### Short exercise
Starting with the line containing "Locate each instance of the paved" and continuing through the end of the rows, rewrite those lines as a JSON list of strings with one string per line and blank lines omitted.

### Items
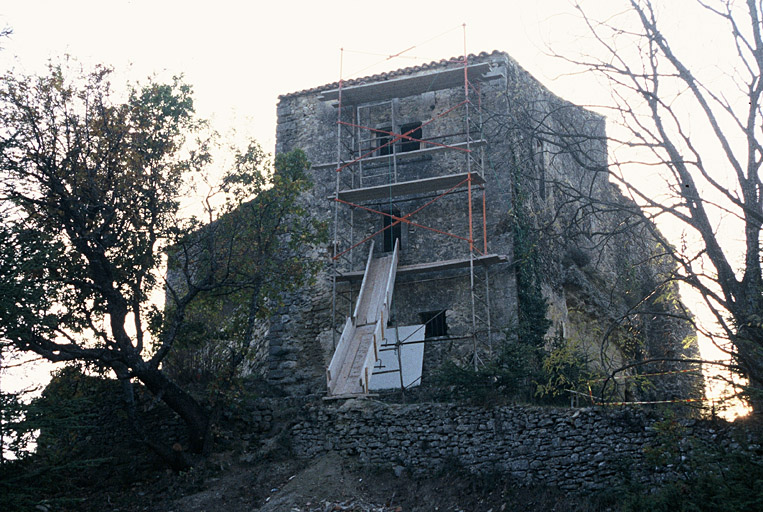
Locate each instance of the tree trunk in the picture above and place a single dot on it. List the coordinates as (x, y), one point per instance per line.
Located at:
(749, 346)
(193, 414)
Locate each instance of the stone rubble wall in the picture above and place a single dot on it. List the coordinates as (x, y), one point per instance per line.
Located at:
(573, 449)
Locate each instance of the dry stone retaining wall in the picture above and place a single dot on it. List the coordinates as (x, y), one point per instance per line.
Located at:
(574, 449)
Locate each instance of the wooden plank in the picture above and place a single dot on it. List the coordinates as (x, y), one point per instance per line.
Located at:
(490, 259)
(405, 188)
(408, 85)
(401, 157)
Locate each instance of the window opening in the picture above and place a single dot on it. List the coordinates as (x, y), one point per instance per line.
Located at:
(540, 164)
(434, 323)
(410, 145)
(391, 233)
(381, 138)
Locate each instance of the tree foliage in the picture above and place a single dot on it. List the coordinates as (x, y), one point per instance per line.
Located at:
(90, 188)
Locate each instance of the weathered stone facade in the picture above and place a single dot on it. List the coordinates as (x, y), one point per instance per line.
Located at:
(539, 154)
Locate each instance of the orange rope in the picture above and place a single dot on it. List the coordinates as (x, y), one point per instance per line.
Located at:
(403, 219)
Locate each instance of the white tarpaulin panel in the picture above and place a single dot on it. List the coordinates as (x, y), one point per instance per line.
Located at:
(386, 375)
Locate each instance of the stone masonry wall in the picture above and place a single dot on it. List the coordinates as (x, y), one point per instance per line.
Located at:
(573, 449)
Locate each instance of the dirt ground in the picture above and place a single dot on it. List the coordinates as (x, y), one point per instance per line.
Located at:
(331, 483)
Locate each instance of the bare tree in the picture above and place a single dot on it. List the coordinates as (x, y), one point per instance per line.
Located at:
(704, 137)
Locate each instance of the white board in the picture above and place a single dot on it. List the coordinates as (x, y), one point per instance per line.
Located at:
(385, 375)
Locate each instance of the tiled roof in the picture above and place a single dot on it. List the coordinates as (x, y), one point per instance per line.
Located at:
(391, 74)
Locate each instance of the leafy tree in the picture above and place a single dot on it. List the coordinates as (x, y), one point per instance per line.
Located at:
(90, 188)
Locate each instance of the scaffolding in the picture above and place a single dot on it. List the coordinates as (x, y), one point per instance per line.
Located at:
(369, 167)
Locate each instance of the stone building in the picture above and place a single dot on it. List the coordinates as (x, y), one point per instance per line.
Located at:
(435, 167)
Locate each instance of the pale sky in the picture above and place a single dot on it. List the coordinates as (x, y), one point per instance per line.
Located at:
(239, 56)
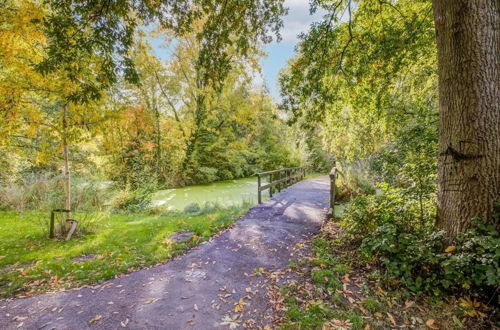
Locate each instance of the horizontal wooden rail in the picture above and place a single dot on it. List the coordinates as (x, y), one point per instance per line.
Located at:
(280, 179)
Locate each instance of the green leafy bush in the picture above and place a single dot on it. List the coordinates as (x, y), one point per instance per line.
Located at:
(413, 253)
(132, 200)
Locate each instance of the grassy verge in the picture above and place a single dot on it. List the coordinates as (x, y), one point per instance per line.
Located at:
(333, 289)
(30, 263)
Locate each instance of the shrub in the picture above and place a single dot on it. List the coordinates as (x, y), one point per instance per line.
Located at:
(132, 201)
(365, 214)
(422, 262)
(413, 253)
(192, 208)
(353, 180)
(45, 192)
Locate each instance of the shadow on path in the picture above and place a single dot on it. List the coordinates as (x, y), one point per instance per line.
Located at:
(196, 290)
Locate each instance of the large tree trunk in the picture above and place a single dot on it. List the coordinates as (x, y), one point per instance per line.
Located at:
(468, 43)
(67, 177)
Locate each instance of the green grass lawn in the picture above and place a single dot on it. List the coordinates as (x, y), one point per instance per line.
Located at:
(31, 263)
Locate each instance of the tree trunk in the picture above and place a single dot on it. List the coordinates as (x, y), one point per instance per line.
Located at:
(468, 44)
(67, 177)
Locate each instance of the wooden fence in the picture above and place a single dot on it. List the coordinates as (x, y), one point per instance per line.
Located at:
(280, 179)
(333, 176)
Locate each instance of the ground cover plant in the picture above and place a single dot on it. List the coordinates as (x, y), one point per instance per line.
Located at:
(334, 287)
(114, 244)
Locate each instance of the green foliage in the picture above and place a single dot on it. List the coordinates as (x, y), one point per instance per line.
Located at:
(414, 254)
(132, 200)
(45, 191)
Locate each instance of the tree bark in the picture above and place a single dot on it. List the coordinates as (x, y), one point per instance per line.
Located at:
(67, 177)
(468, 44)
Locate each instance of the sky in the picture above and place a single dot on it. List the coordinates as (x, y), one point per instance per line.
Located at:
(297, 21)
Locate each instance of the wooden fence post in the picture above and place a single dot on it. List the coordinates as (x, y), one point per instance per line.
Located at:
(259, 198)
(333, 175)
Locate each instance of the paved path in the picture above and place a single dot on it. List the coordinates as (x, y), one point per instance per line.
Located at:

### Complete response
[
  "Locate each instance of the paved path in the picture above and place a single dot on it. List the coordinates as (x, y), one point per instance per line.",
  "Located at:"
]